__What to work on__
Your answer should be the lines of the material that include the word "rough".

(Beginning of Data extracts)

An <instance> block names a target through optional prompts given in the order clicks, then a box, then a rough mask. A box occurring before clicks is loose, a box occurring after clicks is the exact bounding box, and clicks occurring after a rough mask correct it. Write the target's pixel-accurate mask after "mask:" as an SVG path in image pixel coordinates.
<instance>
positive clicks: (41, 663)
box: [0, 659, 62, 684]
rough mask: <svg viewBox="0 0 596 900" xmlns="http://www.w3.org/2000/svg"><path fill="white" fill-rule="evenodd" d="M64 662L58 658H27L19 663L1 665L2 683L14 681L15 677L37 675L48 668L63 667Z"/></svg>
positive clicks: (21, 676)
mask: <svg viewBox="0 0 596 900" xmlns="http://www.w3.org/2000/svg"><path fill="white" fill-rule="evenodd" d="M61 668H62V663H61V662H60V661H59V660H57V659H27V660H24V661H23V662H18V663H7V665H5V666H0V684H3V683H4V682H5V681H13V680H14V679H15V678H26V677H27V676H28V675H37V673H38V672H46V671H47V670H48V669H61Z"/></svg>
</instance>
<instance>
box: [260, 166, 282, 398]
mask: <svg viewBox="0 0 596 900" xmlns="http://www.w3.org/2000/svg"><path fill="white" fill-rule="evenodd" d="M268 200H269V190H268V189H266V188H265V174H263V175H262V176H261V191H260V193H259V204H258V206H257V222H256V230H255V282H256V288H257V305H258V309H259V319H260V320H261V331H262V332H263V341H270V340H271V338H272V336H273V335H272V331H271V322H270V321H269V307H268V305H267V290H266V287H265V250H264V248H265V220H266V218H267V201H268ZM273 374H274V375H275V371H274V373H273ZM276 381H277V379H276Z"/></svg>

(End of Data extracts)

__Result for this exercise__
An <instance> block names a target through optional prompts given in the order clicks, then a box, then a rough mask. A box occurring before clicks is loose, a box occurring after clicks is the exact bounding box, and clicks occurring after a rough mask correct it. Write the target's pixel-accurate mask after "mask:" as an SVG path in image pixel coordinates.
rough mask: <svg viewBox="0 0 596 900" xmlns="http://www.w3.org/2000/svg"><path fill="white" fill-rule="evenodd" d="M64 662L58 658H27L19 663L1 665L2 683L14 681L15 677L37 675L48 668L63 667Z"/></svg>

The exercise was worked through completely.